PERINTAH TUGAS:
Tolong tentukan apakah tiap pernyataan berikut sesuai dengan bacaan di bawah, lalu jawab ya atau tidak disertai kutipan persis dari bacaan yang menjadi penentunya.
1. Hassanudin menjalani evaluasi kedua di Kemendagri pada Kamis, 9 Januari 2025.
2. Pj Gubernur didampingi dua Asisten lingkup Setda Provinsi NTB.
3. Dr. H. Fathul Gani, M.Si. menjabat sebagai Asisten III Setda NTB.

BACAAN:
▬▬▬
Jakarta (Suara NTB) – Penjabat (Pj) Gubernur NTB Hassanudin menjalani evaluasi kedua di Kementerian Dalam Negeri (Kemendagri), Kamis, 9 Januari 2025. Pada kesempatan ini, Pj Gubernur didampingi tiga Asisten lingkup Sekretariat Daerah (Setda) Provinsi NTB, yakni Asisten I (Pemerintahan dan Kesejahteraan Rakyat) Drs. H. Fathurrahman, M.Si., Asisten II (Perekonomian dan Pembangunan) Setda NTB Dr. H. Fathul Gani, M.Si., Asisten III (Administrasi Umum) Setda NTB H. Wirawan, S.Si., M.T., dan sejumlah pimpinan Organisasi Perangkat Daerah (OPD).
▬▬▬
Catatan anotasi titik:
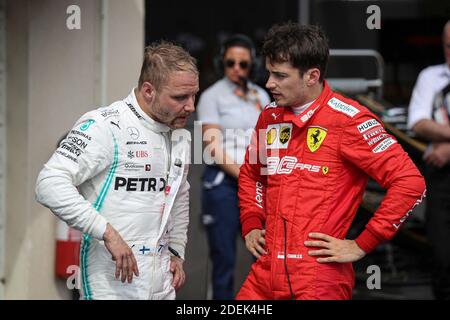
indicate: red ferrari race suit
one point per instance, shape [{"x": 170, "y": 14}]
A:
[{"x": 308, "y": 173}]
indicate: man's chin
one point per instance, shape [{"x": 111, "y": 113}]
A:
[{"x": 178, "y": 123}]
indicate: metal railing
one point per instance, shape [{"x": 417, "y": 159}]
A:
[{"x": 359, "y": 85}]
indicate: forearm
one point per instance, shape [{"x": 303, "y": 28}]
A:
[
  {"x": 57, "y": 193},
  {"x": 178, "y": 232},
  {"x": 432, "y": 131}
]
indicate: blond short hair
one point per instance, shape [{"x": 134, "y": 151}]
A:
[{"x": 163, "y": 58}]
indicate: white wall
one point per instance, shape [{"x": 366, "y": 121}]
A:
[{"x": 54, "y": 76}]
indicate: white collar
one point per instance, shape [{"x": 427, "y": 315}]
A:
[{"x": 298, "y": 110}]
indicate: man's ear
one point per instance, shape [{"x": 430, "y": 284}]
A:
[
  {"x": 148, "y": 91},
  {"x": 312, "y": 76}
]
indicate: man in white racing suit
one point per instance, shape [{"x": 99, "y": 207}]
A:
[{"x": 120, "y": 178}]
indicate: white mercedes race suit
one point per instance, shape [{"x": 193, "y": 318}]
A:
[{"x": 119, "y": 166}]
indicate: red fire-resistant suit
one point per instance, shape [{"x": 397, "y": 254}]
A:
[{"x": 307, "y": 173}]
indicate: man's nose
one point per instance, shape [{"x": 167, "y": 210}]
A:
[
  {"x": 190, "y": 106},
  {"x": 270, "y": 84}
]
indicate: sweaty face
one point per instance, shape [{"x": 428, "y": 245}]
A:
[
  {"x": 175, "y": 100},
  {"x": 237, "y": 62},
  {"x": 286, "y": 85}
]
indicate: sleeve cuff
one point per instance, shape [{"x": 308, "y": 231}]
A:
[
  {"x": 99, "y": 227},
  {"x": 251, "y": 224},
  {"x": 367, "y": 241},
  {"x": 178, "y": 248}
]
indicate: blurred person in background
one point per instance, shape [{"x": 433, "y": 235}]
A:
[
  {"x": 429, "y": 118},
  {"x": 305, "y": 173},
  {"x": 120, "y": 177},
  {"x": 233, "y": 102}
]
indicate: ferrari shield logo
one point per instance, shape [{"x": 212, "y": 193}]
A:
[
  {"x": 315, "y": 137},
  {"x": 271, "y": 136}
]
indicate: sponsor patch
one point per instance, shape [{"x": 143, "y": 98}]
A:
[
  {"x": 273, "y": 104},
  {"x": 373, "y": 133},
  {"x": 363, "y": 127},
  {"x": 315, "y": 137},
  {"x": 308, "y": 115},
  {"x": 384, "y": 145},
  {"x": 271, "y": 136},
  {"x": 343, "y": 107},
  {"x": 109, "y": 113},
  {"x": 86, "y": 124},
  {"x": 377, "y": 139},
  {"x": 287, "y": 164},
  {"x": 278, "y": 135},
  {"x": 285, "y": 134}
]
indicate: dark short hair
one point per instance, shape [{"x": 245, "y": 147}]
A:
[
  {"x": 161, "y": 59},
  {"x": 304, "y": 47}
]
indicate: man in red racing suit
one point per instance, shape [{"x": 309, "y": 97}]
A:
[{"x": 303, "y": 180}]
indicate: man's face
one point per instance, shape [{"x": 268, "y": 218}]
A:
[
  {"x": 446, "y": 44},
  {"x": 175, "y": 100},
  {"x": 285, "y": 83},
  {"x": 237, "y": 62}
]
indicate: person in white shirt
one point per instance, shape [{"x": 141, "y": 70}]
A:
[
  {"x": 429, "y": 111},
  {"x": 120, "y": 177},
  {"x": 228, "y": 110}
]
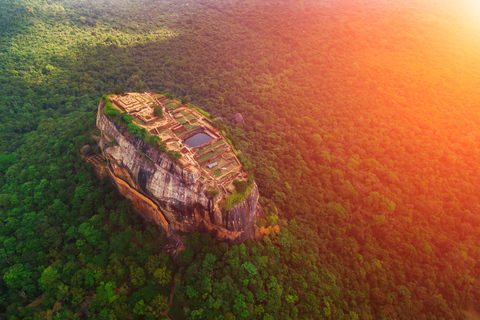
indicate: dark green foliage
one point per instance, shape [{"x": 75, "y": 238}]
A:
[
  {"x": 240, "y": 186},
  {"x": 360, "y": 121}
]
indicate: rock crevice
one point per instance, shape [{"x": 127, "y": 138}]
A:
[{"x": 162, "y": 192}]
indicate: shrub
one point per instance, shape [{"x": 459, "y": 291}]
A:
[{"x": 240, "y": 186}]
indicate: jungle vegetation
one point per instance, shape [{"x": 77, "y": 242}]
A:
[{"x": 361, "y": 128}]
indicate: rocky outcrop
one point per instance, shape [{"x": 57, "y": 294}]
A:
[{"x": 166, "y": 194}]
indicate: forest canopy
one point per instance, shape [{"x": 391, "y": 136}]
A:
[{"x": 361, "y": 128}]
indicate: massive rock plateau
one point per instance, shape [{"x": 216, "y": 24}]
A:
[{"x": 165, "y": 193}]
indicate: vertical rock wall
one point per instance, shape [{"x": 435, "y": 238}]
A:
[{"x": 166, "y": 194}]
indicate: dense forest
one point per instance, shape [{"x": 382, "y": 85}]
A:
[{"x": 361, "y": 129}]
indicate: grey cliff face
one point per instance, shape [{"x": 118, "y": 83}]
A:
[{"x": 166, "y": 194}]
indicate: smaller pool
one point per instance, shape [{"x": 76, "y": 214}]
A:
[{"x": 198, "y": 140}]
▬▬▬
HASIL TUGAS:
1. Ya: "menjalani evaluasi kedua di Kementerian Dalam Negeri (Kemendagri), Kamis, 9 Januari 2025"
2. Tidak: "didampingi tiga Asisten lingkup Sekretariat Daerah (Setda) Provinsi NTB"
3. Tidak: "Asisten II (Perekonomian dan Pembangunan) Setda NTB Dr. H. Fathul Gani, M.Si."